- ENUNCIADO 1
Segundo o trecho sobre o Instituto do Autismo, quantas unidades o IDA tem em Pernambuco?
- ENUNCIADO 2
Que áreas de habilidades a psicomotricidade busca desenvolver, segundo o trecho sobre o Instituto do Autismo? Liste todas.
- ENUNCIADO 3
No trecho sobre o Instituto do Autismo, reescreva a passagem que vai de "Ele explica que, antes" até "Instituto do Autismo.", trocando "academia" por "escola de esportes".

- TRECHO PARA LEITURA
┌──
Formado em Educação Física pela UFPE, com especialização em Ciência do Exercício pela Universidade da Califórnia e em Psicomotricidade pelo Instituto do Comportamento Infantil de Miami, Kadu é Diretor Geral do Instituto do Autismo (IDA), que atua como um centro de desenvolvimento psicomotor, social e afetivo para crianças, adolescentes, adultos autistas e seus familiares. Atualmente, o IDA possui sete unidades em Pernambuco, atendendo cerca de 600 famílias por mês.
Ele explica que, antes de trabalhar com autismo, nunca havia tido um contato aprofundado com pessoas dentro do espectro neurodivergente.
"Eu tinha uma academia chamada Instituto do Movimento e também trabalhava com crianças. Aos poucos, muitos pais de jovens autistas começaram a procurar a interação de seus filhos com os esportes na minha academia".
Com a necessidade de atuar em uma equipe multidisciplinar, Kadu decidiu investir em um ambiente especialmente voltado para esse público e se dedicar a criação do Instituto do Autismo.
Dentro do IDA, pessoas de todos os níveis de suporte do autismo são recebidas e encaminhadas para uma série de intervenções que envolvem a psicomotricidade, os esportes e as experiências sensoriais como base guia para o avanço motor e emocional.
"A psicomotricidade se utiliza de ambientes reforçadores, que é o termo usado para ambientes esportivos, para poder desenvolver as habilidades, seja na área de comunicação, cognição, coordenação ou até território motor", esclarece Kadu.
Nesses ambientes, ele explica que é importante saber como administrar a prática de esportes da maneira correta.
"Nem sempre é sobre a atividade, mas como ela vai ser feita. No futebol, por exemplo, é preciso estimular o lado direito e esquerdo da perna. Na natação, temos que apresentar estímulos com cores e números na água. Tudo tem que estar ligado com certas áreas do cérebro que serão estimuladas".
Os resultados, são casos de sucesso entre as crianças que participam frequentemente das terapias oferecidas dentro da instituição.
"Tem caso, por exemplo, de uma criança que não segurava um lápis porque não conseguia força para isso e, como consequência, não frequentava a escola por vergonha. Depois dos incentivos, ela conseguiu segurar o lápis e hoje vai para a escola. Tem outra que tinha uma timidez extrema e muita insegurança para fazer natação. Hoje, ele se tornou um medalhista nas olimpíadas que disputa".
└──
- DADOS PARA ANÁLISE
┌──
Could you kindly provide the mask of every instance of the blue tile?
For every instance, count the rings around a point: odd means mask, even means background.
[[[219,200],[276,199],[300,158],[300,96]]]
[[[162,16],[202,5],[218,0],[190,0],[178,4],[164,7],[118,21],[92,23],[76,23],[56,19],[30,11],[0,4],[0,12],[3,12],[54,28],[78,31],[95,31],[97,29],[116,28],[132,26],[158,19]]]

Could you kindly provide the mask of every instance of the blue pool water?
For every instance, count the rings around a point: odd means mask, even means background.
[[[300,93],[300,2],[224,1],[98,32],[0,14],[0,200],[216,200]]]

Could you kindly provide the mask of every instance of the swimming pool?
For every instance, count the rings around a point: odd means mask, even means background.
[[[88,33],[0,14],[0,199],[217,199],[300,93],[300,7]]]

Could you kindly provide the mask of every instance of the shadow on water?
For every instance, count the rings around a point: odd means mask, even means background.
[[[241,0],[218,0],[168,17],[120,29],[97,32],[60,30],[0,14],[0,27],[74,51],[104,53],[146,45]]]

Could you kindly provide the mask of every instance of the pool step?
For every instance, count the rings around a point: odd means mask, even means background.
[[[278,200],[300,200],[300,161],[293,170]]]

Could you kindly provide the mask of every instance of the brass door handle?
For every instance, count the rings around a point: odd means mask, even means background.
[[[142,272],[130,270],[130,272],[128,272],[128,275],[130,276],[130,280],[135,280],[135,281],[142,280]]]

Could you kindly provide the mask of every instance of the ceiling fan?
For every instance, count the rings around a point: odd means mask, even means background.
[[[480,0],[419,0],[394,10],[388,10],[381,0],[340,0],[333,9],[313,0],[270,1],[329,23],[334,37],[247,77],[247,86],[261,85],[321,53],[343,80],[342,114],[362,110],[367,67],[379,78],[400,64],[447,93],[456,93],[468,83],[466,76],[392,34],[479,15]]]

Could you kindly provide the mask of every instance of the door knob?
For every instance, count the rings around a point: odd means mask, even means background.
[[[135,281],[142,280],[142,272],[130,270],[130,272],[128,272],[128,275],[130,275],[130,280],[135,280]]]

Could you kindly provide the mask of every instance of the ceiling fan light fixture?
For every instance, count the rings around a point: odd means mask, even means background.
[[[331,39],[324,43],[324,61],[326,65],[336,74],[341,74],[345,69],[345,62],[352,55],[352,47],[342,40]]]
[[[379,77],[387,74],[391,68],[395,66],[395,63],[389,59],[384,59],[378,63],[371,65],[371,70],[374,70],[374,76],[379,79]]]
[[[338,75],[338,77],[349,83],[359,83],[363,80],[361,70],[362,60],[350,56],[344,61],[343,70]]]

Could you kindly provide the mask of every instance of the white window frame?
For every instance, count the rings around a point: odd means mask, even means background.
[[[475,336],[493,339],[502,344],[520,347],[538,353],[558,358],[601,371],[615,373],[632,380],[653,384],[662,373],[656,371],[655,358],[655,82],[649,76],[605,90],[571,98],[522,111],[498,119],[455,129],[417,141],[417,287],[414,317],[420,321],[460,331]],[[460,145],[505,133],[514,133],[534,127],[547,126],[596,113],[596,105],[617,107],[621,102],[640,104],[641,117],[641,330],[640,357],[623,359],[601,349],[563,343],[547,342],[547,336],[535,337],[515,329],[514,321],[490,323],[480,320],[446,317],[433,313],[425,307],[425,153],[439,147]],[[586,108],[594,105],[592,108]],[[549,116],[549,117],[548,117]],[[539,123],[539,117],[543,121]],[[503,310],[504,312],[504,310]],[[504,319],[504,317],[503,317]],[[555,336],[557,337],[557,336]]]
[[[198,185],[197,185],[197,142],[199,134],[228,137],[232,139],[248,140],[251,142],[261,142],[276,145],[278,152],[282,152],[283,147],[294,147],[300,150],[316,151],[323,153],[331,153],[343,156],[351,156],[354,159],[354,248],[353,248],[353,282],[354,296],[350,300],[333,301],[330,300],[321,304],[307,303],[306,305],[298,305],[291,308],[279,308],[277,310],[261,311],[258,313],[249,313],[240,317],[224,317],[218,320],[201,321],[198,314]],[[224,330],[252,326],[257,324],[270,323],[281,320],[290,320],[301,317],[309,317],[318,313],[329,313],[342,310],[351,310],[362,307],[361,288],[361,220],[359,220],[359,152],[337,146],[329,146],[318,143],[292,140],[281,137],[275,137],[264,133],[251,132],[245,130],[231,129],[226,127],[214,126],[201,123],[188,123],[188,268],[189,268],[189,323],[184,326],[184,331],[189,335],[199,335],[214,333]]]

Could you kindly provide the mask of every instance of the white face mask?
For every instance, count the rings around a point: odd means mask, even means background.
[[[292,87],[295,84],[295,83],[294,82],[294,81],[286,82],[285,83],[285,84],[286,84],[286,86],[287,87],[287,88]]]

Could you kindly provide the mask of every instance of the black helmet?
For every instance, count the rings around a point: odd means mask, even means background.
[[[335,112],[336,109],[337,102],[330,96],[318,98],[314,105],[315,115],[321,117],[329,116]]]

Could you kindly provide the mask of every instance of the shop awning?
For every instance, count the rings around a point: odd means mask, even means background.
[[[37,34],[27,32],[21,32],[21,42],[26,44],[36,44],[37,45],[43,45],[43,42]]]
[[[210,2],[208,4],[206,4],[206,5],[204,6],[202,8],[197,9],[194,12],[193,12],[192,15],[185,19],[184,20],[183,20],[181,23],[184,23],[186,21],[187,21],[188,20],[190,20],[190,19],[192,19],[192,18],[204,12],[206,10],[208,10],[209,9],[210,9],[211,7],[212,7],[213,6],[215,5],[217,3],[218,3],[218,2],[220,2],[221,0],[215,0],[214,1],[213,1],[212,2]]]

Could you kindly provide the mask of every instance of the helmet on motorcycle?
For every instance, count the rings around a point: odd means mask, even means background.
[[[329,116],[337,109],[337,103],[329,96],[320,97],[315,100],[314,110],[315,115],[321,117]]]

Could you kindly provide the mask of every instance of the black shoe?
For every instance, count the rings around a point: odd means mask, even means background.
└──
- RESOLUÇÃO 1
Sete unidades.

- RESOLUÇÃO 2
Comunicação, cognição, coordenação e território motor.

- RESOLUÇÃO 3
Ele explica que, antes de trabalhar com autismo, nunca havia tido um contato aprofundado com pessoas dentro do espectro neurodivergente.
"Eu tinha uma escola de esportes chamada Instituto do Movimento e também trabalhava com crianças. Aos poucos, muitos pais de jovens autistas começaram a procurar a interação de seus filhos com os esportes na minha escola de esportes".
Com a necessidade de atuar em uma equipe multidisciplinar, Kadu decidiu investir em um ambiente especialmente voltado para esse público e se dedicar a criação do Instituto do Autismo.